ABOUT THIS TASK >> Would you please transcribe the records below from the line with "Query: fence post" through their final line, exactly and with no other lines?

Stored data:
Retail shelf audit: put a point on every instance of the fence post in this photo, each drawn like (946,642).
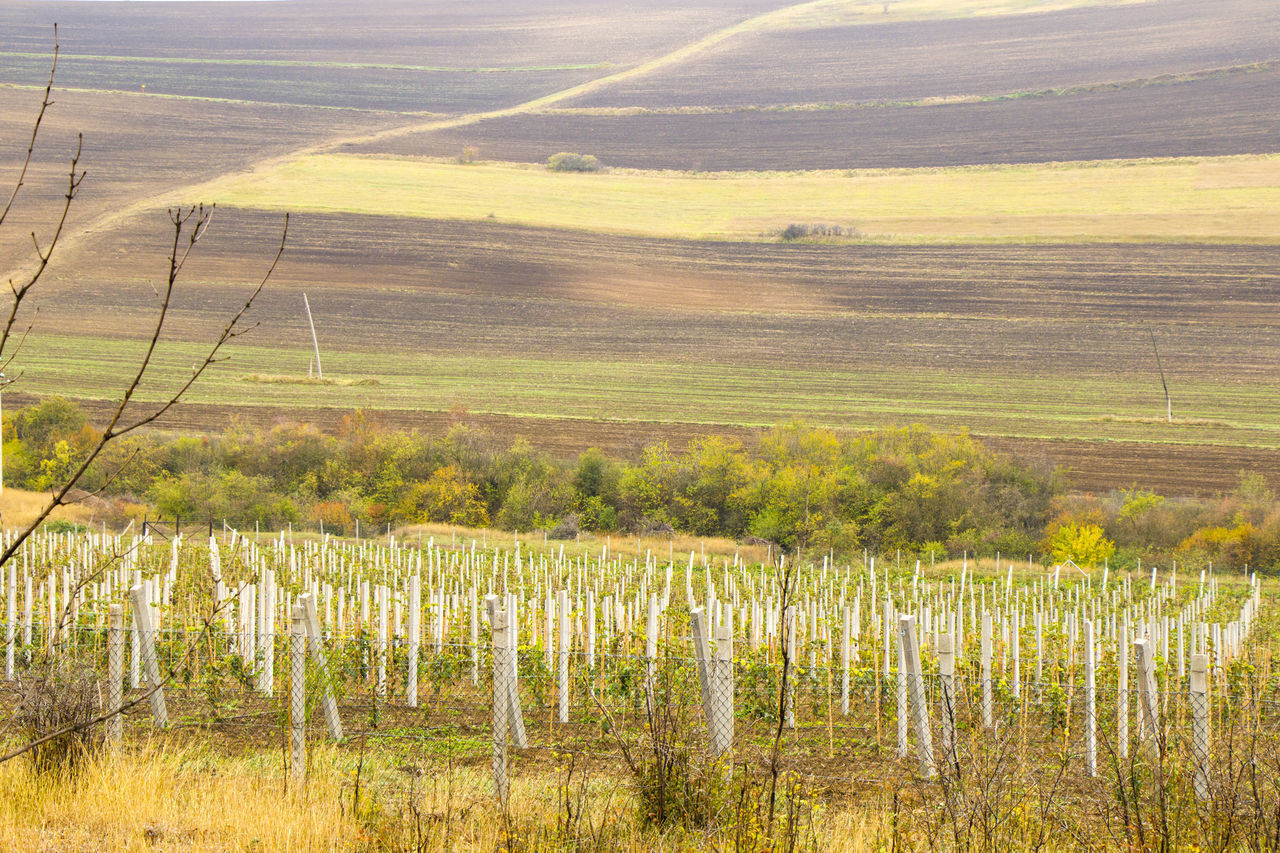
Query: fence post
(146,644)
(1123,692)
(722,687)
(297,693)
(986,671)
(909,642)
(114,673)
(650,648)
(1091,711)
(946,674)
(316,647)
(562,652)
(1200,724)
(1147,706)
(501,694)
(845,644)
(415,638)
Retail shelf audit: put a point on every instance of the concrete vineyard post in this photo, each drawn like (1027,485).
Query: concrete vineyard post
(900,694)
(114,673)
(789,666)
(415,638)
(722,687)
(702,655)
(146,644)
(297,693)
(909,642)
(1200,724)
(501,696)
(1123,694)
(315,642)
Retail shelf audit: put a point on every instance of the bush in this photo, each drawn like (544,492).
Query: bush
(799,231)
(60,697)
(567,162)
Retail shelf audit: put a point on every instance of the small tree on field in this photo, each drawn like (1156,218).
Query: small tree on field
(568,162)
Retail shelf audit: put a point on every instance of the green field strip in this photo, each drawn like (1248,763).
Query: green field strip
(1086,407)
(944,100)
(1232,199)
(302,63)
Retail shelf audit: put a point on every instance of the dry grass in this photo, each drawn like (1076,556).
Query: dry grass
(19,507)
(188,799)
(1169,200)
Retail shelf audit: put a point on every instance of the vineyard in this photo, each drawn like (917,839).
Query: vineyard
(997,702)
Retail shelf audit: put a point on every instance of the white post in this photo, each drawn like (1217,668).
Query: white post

SOLUTION TO THIS EXERCISE >>
Query: fence post
(146,644)
(1123,692)
(722,687)
(297,693)
(986,671)
(909,642)
(114,673)
(650,648)
(1091,711)
(946,674)
(316,647)
(562,652)
(1200,724)
(1147,706)
(501,694)
(845,644)
(415,638)
Retail shelf audit: put a point on every instance of the concrete vineyard post in this photo, each drawn like (1027,485).
Query: concrete vineyard post
(900,694)
(114,673)
(789,666)
(415,638)
(722,687)
(702,655)
(146,644)
(297,693)
(909,642)
(1200,724)
(501,696)
(1123,694)
(315,642)
Retail shelf audit: put a point on every instance of the bush in this photo, each drawn like (544,492).
Query: bush
(799,231)
(60,697)
(567,162)
Retail shelf audit: put a point on every instance of the small tree on field in this photo, each drawn like (1156,218).
Query: small tree on field
(568,162)
Retail shelf audit: put a point on every instance of the green field strip in this photo, each drawn like (1248,763).
Query: green field strip
(1086,407)
(944,100)
(1232,199)
(302,63)
Retail shelf audit: put a point on every instance of the dry grass in this photo, each drawn like (1076,556).
Query: dry grass
(19,507)
(188,799)
(1169,200)
Retail shelf audit: put a point on every instance of the vineyard in this photo, each drawn like (917,839).
Query: vineyard
(997,702)
Retail shelf audit: put a point on every instance of the white post in this photo, each drawn like (1217,668).
Query: white post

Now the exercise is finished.